**EXERCISE:** Give the records again in full, exactly as they appear.

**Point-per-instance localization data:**
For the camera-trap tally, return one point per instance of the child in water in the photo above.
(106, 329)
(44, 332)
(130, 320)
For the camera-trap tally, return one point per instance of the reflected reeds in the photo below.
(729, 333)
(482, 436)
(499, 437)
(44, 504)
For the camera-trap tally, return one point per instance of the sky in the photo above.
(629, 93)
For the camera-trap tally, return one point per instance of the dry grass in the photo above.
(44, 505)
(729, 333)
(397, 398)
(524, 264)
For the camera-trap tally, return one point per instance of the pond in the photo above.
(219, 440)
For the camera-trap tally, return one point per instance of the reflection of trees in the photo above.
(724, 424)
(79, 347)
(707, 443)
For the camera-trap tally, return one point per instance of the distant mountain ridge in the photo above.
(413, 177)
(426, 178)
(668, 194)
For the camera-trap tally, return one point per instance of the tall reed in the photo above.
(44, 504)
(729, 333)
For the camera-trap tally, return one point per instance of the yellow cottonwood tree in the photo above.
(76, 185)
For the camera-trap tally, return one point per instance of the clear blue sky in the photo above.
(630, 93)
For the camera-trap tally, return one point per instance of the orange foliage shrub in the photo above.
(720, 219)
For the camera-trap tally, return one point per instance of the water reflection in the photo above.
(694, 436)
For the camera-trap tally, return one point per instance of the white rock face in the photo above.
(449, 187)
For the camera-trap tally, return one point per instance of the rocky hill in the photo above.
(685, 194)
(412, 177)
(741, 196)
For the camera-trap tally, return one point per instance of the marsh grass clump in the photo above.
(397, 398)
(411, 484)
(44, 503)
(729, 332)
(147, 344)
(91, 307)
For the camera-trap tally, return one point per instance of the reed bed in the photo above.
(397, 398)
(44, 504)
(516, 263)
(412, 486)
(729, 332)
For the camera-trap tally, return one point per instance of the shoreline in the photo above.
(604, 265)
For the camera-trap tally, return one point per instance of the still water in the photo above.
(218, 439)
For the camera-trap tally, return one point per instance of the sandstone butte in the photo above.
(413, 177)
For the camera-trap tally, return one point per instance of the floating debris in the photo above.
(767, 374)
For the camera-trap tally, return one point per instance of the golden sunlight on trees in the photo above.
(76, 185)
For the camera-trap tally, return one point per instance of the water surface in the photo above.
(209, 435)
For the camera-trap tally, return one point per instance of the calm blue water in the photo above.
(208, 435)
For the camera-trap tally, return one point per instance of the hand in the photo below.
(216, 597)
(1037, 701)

**ANSWER SPACE:**
For the camera-trap tally, return one point per instance of the child in water in the photo above.
(106, 329)
(44, 332)
(130, 320)
For the camera-trap tally, return one point per instance of the reflected reeds in the photo below.
(729, 333)
(482, 436)
(499, 437)
(44, 504)
For the camera-trap tally, return one point per instance of the sky in the photo above.
(629, 93)
For the camera-trap tally, return one point per instance of the dry grass in the photo above.
(44, 505)
(729, 333)
(397, 398)
(524, 264)
For the camera-trap tally, return one point per instance of the pond in the photo above.
(219, 440)
For the camera-trap tally, return one point per instance of the reflection of trees in the photo above.
(724, 424)
(79, 347)
(707, 443)
For the camera-trap tally, return one point per instance of the distant mountain ridge in the photo above.
(413, 177)
(426, 178)
(668, 194)
For the camera-trap tally, return one point per instance of the tall reed in the photo above.
(44, 504)
(729, 333)
For the camera-trap tally, return one point per instance of the yellow cottonwood tree in the photo above.
(76, 185)
For the camera-trap tally, return one point per instance of the clear blue sky in the photo above.
(630, 93)
For the camera-trap tally, return one point per instance of the orange foliage shrub in the photo above.
(720, 219)
For the camera-trap tally, return one point per instance of the water reflection in the photo above.
(694, 436)
For the camera-trap tally, return one point per instance of the white rock face in the photo above.
(449, 187)
For the camera-trap tally, return one point per instance of the rocky hill in the photo above.
(685, 194)
(412, 177)
(741, 196)
For the camera-trap tally, return one point per instance of the marsh grass clump in the photo above.
(397, 398)
(411, 484)
(44, 503)
(729, 332)
(147, 344)
(91, 307)
For the camera-trap tally, return one point per instance of the reed bed in the photo above.
(397, 398)
(44, 504)
(516, 263)
(412, 486)
(729, 332)
For the camera-trap tally, return one point per instance of the shoreline in the photo above.
(604, 265)
For the camera-trap tally, return one point per instance of the still water in the photo above.
(218, 439)
For the camera-trap tally, return one point per instance of the sandstone butte in the photo above.
(413, 177)
For the camera-trap tally, return one point per instance of the floating debris in the photo above.
(767, 374)
For the camera-trap tally, return one point per instance of the golden sunlight on trees in the photo above.
(76, 185)
For the camera-trap tally, return one point per instance of the water surface in the photo above.
(209, 435)
For the camera-trap tally, return one point per instance of the calm blue water in the photo above.
(208, 435)
For the camera-trap tally, return one point per instance of the hand in the photo below.
(216, 597)
(1037, 701)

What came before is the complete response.